■ **Your instructions**
Locate every line in the entries below that contains the string "yellow", treating uppercase and lowercase as distinct, and copy each such line.

■ **Data for this task**
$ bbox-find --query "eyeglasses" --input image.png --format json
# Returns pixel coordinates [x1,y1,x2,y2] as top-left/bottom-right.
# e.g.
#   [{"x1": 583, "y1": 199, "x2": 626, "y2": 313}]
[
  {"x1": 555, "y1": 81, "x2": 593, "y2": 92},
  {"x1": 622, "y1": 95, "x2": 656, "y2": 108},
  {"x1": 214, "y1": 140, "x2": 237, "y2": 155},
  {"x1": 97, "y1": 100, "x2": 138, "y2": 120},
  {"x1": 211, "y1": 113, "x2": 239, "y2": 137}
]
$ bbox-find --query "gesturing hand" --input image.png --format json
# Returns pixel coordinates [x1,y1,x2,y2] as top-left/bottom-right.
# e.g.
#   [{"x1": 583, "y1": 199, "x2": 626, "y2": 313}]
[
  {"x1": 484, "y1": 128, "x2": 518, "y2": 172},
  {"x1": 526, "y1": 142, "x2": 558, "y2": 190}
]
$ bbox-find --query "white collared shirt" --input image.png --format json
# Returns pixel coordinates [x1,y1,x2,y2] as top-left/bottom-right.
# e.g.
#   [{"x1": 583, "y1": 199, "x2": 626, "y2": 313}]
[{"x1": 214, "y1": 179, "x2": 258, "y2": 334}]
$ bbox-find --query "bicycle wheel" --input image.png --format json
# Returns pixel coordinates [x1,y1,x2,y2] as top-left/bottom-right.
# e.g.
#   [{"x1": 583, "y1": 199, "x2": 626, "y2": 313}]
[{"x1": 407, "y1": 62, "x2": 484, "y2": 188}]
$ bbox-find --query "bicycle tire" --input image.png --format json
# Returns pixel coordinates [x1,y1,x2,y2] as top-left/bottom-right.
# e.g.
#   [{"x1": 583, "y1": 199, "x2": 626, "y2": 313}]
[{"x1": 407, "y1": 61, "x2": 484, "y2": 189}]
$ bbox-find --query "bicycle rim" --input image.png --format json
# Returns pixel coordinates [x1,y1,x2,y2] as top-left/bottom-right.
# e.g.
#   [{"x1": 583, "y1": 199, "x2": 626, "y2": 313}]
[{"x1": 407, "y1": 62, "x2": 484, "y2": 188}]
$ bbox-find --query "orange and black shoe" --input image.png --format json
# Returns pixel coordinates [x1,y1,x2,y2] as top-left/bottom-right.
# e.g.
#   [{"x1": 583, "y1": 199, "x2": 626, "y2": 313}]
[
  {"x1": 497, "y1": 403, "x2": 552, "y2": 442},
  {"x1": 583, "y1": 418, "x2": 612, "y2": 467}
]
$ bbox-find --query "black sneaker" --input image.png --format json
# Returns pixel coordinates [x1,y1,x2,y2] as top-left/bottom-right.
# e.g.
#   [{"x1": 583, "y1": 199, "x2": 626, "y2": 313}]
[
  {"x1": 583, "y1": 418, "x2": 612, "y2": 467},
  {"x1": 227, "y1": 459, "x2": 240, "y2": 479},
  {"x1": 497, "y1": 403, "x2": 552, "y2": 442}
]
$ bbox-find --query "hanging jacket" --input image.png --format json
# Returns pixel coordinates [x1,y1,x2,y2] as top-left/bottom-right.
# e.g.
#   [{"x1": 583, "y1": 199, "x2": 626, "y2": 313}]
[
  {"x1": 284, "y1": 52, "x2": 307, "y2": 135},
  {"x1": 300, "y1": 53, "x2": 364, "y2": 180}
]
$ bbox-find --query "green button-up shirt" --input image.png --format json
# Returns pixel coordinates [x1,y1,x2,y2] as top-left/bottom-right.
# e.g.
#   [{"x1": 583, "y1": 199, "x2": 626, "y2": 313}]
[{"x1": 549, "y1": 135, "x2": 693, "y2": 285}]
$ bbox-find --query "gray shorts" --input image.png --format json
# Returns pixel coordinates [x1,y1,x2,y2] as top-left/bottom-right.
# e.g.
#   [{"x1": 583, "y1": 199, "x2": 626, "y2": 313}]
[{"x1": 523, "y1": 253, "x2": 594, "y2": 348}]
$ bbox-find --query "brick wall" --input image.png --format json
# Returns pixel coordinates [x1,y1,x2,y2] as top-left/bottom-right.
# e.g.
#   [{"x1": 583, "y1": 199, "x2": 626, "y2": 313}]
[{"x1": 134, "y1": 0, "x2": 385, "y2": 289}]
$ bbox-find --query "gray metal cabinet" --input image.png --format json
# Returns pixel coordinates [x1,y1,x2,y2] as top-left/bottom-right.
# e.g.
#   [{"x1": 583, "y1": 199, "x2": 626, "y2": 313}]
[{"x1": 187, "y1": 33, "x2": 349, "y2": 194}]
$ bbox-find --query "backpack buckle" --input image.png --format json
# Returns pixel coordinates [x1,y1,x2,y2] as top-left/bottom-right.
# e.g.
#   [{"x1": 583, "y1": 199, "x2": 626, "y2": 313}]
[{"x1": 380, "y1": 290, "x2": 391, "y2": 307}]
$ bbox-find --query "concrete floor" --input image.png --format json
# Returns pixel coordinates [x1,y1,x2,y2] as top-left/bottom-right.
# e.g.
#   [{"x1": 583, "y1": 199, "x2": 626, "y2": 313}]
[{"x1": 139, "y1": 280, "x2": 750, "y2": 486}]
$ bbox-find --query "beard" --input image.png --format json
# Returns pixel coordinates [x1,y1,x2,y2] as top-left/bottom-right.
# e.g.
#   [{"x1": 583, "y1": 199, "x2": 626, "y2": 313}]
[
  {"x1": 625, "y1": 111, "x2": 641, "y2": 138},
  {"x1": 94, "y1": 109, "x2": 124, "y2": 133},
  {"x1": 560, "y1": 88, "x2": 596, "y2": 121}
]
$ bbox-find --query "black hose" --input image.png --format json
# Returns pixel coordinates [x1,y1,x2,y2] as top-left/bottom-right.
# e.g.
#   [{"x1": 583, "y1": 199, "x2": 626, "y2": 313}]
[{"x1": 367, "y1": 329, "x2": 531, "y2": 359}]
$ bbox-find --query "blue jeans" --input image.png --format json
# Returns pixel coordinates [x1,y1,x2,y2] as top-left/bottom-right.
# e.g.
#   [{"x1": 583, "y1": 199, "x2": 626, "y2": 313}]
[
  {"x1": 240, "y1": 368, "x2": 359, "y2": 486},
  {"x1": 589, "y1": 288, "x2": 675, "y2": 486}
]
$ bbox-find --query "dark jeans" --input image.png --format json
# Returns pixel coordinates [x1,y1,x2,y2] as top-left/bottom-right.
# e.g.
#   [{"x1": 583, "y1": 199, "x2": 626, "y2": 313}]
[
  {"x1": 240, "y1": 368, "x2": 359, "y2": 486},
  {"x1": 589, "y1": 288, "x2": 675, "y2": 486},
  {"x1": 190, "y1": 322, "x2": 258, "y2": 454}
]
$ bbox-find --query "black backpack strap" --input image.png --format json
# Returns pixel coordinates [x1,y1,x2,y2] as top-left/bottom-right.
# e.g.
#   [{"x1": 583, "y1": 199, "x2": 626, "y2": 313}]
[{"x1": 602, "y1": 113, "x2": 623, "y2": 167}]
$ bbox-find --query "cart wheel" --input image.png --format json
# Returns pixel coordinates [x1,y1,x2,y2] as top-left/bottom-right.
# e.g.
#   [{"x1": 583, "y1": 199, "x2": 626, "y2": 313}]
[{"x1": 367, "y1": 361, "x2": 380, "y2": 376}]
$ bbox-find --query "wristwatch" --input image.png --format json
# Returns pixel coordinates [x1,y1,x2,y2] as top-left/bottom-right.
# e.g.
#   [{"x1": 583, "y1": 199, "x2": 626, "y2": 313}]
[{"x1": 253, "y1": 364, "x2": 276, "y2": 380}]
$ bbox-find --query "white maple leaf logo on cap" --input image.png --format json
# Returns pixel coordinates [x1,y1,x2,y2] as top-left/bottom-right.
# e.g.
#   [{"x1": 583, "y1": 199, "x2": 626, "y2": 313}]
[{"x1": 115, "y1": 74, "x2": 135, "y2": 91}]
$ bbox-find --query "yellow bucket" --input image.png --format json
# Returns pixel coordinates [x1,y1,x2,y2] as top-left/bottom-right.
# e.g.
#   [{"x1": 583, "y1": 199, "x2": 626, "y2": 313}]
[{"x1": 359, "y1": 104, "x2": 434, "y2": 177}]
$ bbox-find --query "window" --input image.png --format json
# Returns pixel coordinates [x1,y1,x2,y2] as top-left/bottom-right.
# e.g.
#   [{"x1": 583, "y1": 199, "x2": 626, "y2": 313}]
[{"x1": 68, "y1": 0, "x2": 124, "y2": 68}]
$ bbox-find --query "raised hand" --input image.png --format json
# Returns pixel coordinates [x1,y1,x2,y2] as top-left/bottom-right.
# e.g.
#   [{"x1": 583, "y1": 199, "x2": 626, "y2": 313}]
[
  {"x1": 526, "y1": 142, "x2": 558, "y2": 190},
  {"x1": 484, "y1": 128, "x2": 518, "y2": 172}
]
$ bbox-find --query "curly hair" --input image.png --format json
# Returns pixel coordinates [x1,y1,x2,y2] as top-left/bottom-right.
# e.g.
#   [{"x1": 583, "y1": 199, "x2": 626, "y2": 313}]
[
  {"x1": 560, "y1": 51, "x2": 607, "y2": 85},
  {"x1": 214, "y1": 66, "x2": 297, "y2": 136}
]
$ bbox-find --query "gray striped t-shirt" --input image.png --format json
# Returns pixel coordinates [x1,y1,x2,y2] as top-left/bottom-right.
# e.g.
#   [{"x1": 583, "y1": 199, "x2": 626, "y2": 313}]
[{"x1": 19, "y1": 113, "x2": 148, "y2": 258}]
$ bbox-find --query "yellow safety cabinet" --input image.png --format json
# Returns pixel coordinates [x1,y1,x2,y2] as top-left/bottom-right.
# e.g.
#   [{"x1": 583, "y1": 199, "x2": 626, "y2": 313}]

■ **Written response**
$ bbox-find --query "yellow bucket" --input image.png --format json
$ bbox-find --query "yellow safety cabinet" --input image.png --format json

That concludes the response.